(Given text)

IMPACT

AIDS Epidemic Could 'Rebound' If Prevention Programs Aren't Strengthened: UN

Over the past 15 years though, the number of people newly infected by HIV each year has dropped to 2 million from 3.1 million.
This photo taken on Friday Sept. 17, 2010 shows an 18-year-old orphan, who's mother died of AIDS when he was 14, in Pretoria,
This photo taken on Friday Sept. 17, 2010 shows an 18-year-old orphan, who's mother died of AIDS when he was 14, in Pretoria, South Africa. Experts say there is an emerging population of teenage orphans whose needs are not being met. The government's rollout of anti-retroviral drugs in 2004 has kept children infected with HIV alive for longer, whereas without access to medication one-third of children with HIV die before age one and half die before age two, according to AVERT, an AIDS charity. (AP/Tawanda Mudimu).

NEW YORK, May 7 (Thomson Reuters Foundation) - Global progress fighting AIDS could be lost because prevention programmes are suffering from a lack of leadership, accountability and funding, the head of the United Nations warned on Friday.

Headway in tackling the epidemic has been "inspiring," with a 42 percent decline in AIDS-related deaths since a peak in 2004, U.N. Secretary-General Ban Ki-moon said in a report.

The progress has caused life expectancy in countries most affected by HIV to rise sharply, he added.

(End Given text)

**Description of the task**
List every organization named in the AIDS report article. The entries play no part in this work.

(Records supplied)

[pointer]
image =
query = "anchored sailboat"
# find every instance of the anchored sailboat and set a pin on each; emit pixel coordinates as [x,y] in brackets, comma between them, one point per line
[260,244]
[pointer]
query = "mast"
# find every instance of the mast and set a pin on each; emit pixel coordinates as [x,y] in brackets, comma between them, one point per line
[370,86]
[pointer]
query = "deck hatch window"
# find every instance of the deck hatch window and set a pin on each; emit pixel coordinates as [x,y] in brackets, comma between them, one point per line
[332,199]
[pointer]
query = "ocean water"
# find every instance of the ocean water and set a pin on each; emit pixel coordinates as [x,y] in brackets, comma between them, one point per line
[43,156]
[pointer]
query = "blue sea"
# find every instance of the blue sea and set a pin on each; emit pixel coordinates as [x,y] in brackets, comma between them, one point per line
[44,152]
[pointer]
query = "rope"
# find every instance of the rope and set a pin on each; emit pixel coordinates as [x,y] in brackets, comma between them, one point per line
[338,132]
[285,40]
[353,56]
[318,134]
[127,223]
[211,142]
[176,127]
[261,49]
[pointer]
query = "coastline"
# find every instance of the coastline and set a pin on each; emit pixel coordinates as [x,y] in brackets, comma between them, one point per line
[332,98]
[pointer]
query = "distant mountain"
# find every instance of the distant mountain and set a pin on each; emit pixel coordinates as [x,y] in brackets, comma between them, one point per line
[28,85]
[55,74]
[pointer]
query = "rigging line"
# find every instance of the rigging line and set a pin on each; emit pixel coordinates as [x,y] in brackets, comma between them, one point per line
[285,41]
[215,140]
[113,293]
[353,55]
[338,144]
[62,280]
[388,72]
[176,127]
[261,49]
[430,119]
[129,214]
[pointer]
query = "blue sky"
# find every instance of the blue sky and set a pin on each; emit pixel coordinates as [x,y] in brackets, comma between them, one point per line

(End Records supplied)

**Solution for this exercise**
- United Nations (U.N.)
- AVERT
- Thomson Reuters Foundation
- AP